TASK INSTRUCTIONS → Recast every line of the records below as a JSON list of strings, one string per line, skipping blank lines. Leave the pictures out of your answer.

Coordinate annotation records
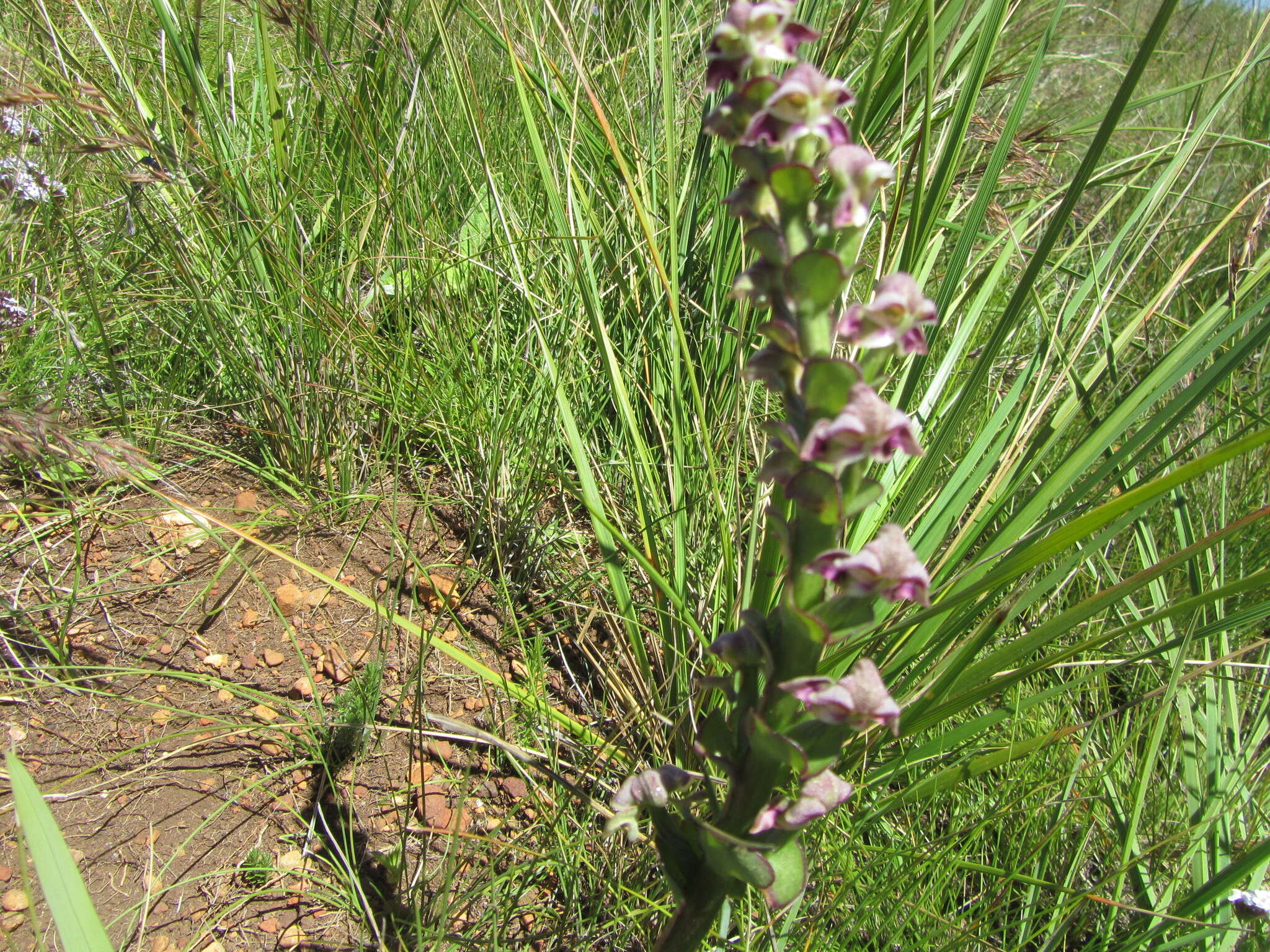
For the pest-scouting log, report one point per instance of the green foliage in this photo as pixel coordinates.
(69, 903)
(257, 868)
(418, 234)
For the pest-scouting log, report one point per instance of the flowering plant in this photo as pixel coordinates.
(806, 202)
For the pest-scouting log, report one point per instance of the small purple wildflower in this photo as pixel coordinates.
(13, 315)
(893, 318)
(868, 428)
(859, 700)
(859, 177)
(886, 568)
(753, 33)
(804, 103)
(819, 795)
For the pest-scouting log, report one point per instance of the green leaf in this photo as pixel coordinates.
(821, 744)
(739, 863)
(794, 184)
(814, 280)
(827, 385)
(69, 903)
(818, 494)
(789, 874)
(868, 493)
(845, 616)
(768, 242)
(775, 747)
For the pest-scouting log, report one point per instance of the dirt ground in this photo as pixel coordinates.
(187, 731)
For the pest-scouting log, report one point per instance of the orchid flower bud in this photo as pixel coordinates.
(753, 32)
(868, 428)
(822, 794)
(894, 318)
(1251, 904)
(742, 648)
(886, 568)
(652, 787)
(859, 177)
(804, 103)
(859, 700)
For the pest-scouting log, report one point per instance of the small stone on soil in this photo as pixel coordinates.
(288, 598)
(515, 787)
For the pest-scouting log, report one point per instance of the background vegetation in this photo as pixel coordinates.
(368, 239)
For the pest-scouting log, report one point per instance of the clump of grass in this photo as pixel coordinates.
(257, 868)
(355, 708)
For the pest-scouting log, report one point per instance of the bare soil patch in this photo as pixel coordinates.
(174, 696)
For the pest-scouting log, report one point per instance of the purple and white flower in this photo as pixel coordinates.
(859, 177)
(652, 787)
(27, 182)
(894, 318)
(819, 795)
(886, 568)
(1250, 904)
(859, 700)
(13, 315)
(804, 103)
(868, 428)
(753, 33)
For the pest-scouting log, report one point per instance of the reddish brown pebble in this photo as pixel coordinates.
(441, 749)
(515, 787)
(433, 809)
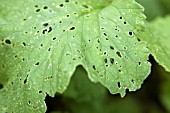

CORRECT RESULT →
[
  "For the pest-scouting log, report one point per instance of the green foliage in this photo as pixel coordinates.",
  "(69, 903)",
  "(257, 868)",
  "(418, 234)",
  "For the pest-scouting log, report one point per instance of the flowering plant in this photo as pixel coordinates.",
  "(806, 202)",
  "For the pest-scouting log, report one point per instance of the small purple wildflower in this photo as pixel coordinates.",
  "(13, 315)",
  "(893, 318)",
  "(868, 428)",
  "(859, 700)",
  "(859, 177)",
  "(886, 568)",
  "(753, 33)",
  "(804, 103)",
  "(819, 795)",
  "For the pest-scouting log, report one point per instance of the green leaf in this photo as pixel coordinates.",
  "(821, 744)",
  "(739, 863)",
  "(794, 184)",
  "(814, 280)",
  "(827, 385)",
  "(69, 903)",
  "(818, 494)",
  "(789, 874)",
  "(868, 493)",
  "(845, 616)",
  "(768, 242)",
  "(775, 747)",
  "For the pest-scouting log, report one point per instance of the dirt ground in this photo as pixel coordinates.",
  "(187, 731)",
  "For the pest-scouting log, report one point per instance of the orchid flower bud in this photo as pixel coordinates.",
  "(753, 32)",
  "(868, 428)",
  "(822, 794)",
  "(894, 318)",
  "(1251, 904)",
  "(742, 648)",
  "(886, 568)",
  "(652, 787)",
  "(859, 177)",
  "(804, 103)",
  "(859, 700)",
  "For the pest-scouting log, report one point per instance of the small stone on soil in this photo as pixel coordinates.",
  "(288, 598)",
  "(515, 787)",
  "For the pest-scouting log, report one point per instance of the background vegetation in this photo as pixel coordinates.",
  "(368, 239)",
  "For the pest-scouting log, report one point per instance of the clump of grass in this photo as pixel coordinates.",
  "(257, 868)",
  "(355, 708)",
  "For the pest-scouting log, report one point per instance of the bare soil patch in this photo as pixel coordinates.",
  "(174, 696)",
  "For the pest-scouting log, report one point per instance of the purple and white flower in this photo as pixel coordinates.",
  "(859, 177)",
  "(652, 787)",
  "(27, 182)",
  "(894, 318)",
  "(819, 795)",
  "(886, 568)",
  "(1250, 904)",
  "(859, 700)",
  "(13, 315)",
  "(804, 103)",
  "(868, 428)",
  "(753, 33)",
  "For the pest-scouting log, report one point per instance of the reddish brown pebble in this photo as pixel coordinates.",
  "(441, 749)",
  "(515, 787)",
  "(433, 809)"
]